Stored items
----------

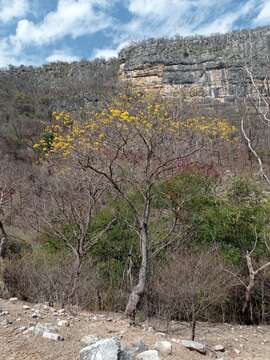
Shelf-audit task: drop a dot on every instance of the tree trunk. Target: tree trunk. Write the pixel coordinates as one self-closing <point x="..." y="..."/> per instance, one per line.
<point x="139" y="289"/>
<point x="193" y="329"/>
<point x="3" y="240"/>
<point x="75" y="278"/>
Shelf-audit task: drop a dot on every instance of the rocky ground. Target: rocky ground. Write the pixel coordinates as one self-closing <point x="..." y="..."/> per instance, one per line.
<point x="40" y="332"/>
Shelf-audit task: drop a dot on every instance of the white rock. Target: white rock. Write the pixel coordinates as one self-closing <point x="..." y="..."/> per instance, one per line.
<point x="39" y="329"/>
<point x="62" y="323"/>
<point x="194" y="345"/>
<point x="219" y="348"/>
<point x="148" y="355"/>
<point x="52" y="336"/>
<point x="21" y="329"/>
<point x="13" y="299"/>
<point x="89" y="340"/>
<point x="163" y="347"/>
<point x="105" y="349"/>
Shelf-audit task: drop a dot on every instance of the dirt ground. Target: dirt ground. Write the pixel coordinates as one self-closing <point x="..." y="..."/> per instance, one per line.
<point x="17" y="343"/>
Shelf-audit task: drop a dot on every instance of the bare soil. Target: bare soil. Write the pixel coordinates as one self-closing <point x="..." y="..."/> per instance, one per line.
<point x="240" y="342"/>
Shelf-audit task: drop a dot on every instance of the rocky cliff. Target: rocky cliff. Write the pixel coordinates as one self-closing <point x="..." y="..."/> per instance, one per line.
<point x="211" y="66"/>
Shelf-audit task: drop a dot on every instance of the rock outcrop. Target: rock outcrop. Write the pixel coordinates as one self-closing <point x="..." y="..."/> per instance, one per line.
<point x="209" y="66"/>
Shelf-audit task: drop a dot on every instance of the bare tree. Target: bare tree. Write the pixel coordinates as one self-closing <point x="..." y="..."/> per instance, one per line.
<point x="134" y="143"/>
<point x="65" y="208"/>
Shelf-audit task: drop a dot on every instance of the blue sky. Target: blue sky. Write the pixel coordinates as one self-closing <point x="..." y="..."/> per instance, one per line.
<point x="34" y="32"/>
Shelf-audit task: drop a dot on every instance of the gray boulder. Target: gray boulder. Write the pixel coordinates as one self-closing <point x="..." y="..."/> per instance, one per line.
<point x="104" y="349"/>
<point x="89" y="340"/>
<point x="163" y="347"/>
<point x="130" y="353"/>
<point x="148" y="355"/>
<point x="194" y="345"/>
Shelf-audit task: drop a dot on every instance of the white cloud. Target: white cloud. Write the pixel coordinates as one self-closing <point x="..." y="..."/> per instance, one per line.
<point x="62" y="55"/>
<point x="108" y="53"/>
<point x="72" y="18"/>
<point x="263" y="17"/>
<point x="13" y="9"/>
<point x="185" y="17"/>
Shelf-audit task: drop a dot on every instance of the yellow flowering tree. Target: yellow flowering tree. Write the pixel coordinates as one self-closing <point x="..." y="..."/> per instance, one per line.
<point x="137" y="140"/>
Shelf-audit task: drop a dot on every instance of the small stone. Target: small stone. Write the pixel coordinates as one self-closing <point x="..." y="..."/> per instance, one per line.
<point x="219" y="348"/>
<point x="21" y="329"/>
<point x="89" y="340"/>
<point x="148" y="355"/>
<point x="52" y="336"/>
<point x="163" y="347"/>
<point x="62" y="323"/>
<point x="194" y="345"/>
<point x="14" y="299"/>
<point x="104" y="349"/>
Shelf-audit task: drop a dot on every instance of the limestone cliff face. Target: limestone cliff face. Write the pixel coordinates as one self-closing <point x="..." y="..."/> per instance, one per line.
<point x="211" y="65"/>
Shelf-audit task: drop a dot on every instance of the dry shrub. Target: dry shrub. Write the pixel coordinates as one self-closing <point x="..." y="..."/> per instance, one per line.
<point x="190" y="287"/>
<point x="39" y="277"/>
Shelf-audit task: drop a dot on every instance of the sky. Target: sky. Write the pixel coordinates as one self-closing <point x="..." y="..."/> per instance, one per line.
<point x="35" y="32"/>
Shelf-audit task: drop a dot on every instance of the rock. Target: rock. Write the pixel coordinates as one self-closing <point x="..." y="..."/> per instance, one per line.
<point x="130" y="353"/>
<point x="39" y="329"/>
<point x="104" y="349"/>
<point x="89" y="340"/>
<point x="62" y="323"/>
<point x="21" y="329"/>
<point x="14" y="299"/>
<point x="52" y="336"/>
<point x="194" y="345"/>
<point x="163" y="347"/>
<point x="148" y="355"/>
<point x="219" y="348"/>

----------

* _Problem details_
Type out the data above once more, exactly, with no images included.

* _Worked solution_
Shelf-audit task: drop a dot on every instance of the tree trunk. Target: tree trunk. Write the pixel coordinates as one self-closing <point x="..." y="..."/> per instance, one per line.
<point x="139" y="289"/>
<point x="193" y="329"/>
<point x="3" y="240"/>
<point x="75" y="278"/>
Shelf-audit task: drop a dot on every instance of the rocky ground. Target: rocky ground. Write the pixel coordinates as one self-closing <point x="..." y="..."/> per instance, one per line.
<point x="40" y="332"/>
Shelf-audit task: drop a dot on every instance of the white rock. Target: white rock. Write the pixel coordinates as one self-closing <point x="..." y="..."/> per instance, one per line.
<point x="39" y="329"/>
<point x="62" y="323"/>
<point x="194" y="345"/>
<point x="219" y="348"/>
<point x="148" y="355"/>
<point x="52" y="336"/>
<point x="21" y="329"/>
<point x="13" y="299"/>
<point x="89" y="340"/>
<point x="163" y="347"/>
<point x="105" y="349"/>
Shelf-audit task: drop a dot on every instance of the dirt ground. Target: dirt ground. Write the pixel coordinates as one self-closing <point x="..." y="..."/> per instance, one per line.
<point x="17" y="343"/>
Shelf-audit task: drop a dot on every instance of the bare soil. Target: bare soil. Write the pixel coordinates as one self-closing <point x="..." y="..."/> per instance, one per line.
<point x="240" y="342"/>
Shelf-audit task: drop a dot on every instance of the rocky cliff. Target: rocky cliff. Write the pixel coordinates as one self-closing <point x="..." y="..."/> per instance, one per line.
<point x="211" y="66"/>
Shelf-audit task: drop a dot on every instance of the rock outcrop. Target: rock outcrop. Write the pixel coordinates as one self-closing <point x="..." y="..."/> per instance, one per line.
<point x="209" y="66"/>
Shelf-audit task: drop a dot on every instance of the bare tree. Target: bare tree. Write the pixel coordinates as one self-closing <point x="..." y="..."/> per instance, one per line.
<point x="134" y="143"/>
<point x="65" y="208"/>
Shelf-audit task: drop a dot on every instance of the blue sky. Target: blue sky. Write the pixel coordinates as one self-closing <point x="..." y="..."/> per instance, one per line.
<point x="34" y="32"/>
Shelf-audit task: drop a dot on every instance of the gray boulder. Target: gray boulder. Write the pixel coordinates as one self-closing <point x="..." y="..."/> per instance, one per line.
<point x="104" y="349"/>
<point x="89" y="340"/>
<point x="163" y="347"/>
<point x="130" y="353"/>
<point x="148" y="355"/>
<point x="194" y="345"/>
Shelf-audit task: drop a dot on every instance of the white cloud. Target: white cloud. Write the pixel coordinates as one self-closing <point x="..." y="..."/> per instance, one per line.
<point x="62" y="55"/>
<point x="108" y="53"/>
<point x="72" y="18"/>
<point x="263" y="17"/>
<point x="13" y="9"/>
<point x="185" y="17"/>
Shelf-audit task: drop a dot on every instance of the yellow flowering tree. Target: yellow flowering tree. Write the pixel coordinates as one self-closing <point x="..." y="..."/> per instance, one per line.
<point x="137" y="140"/>
Shelf-audit task: drop a dot on every instance of the small stone. Target: small stone. Write the pixel coordinates as one self-closing <point x="..." y="..."/> per instance, one per line.
<point x="219" y="348"/>
<point x="21" y="329"/>
<point x="89" y="340"/>
<point x="148" y="355"/>
<point x="52" y="336"/>
<point x="163" y="347"/>
<point x="62" y="323"/>
<point x="194" y="345"/>
<point x="14" y="299"/>
<point x="104" y="349"/>
Shelf-audit task: drop a dot on every instance of the limestone cliff face. Target: limestone cliff face. Write the pixel coordinates as one self-closing <point x="..." y="..."/> per instance, one per line.
<point x="211" y="65"/>
Shelf-audit task: drop a dot on every instance of the dry shrub. Target: dry shrub. Write the pixel coordinates as one self-closing <point x="..." y="..."/> per instance, one per line.
<point x="190" y="287"/>
<point x="39" y="277"/>
Shelf-audit task: drop a dot on every instance of the sky. Target: sky. Write the pixel coordinates as one self-closing <point x="..." y="..."/> per instance, one per line.
<point x="35" y="32"/>
Shelf-audit task: drop a dot on every instance of the rock. Target: rock. Write the pixel coordinates as one self-closing <point x="..." y="..."/> per instance, one per line.
<point x="130" y="353"/>
<point x="39" y="329"/>
<point x="104" y="349"/>
<point x="89" y="340"/>
<point x="62" y="323"/>
<point x="21" y="329"/>
<point x="14" y="299"/>
<point x="52" y="336"/>
<point x="194" y="345"/>
<point x="163" y="347"/>
<point x="148" y="355"/>
<point x="219" y="348"/>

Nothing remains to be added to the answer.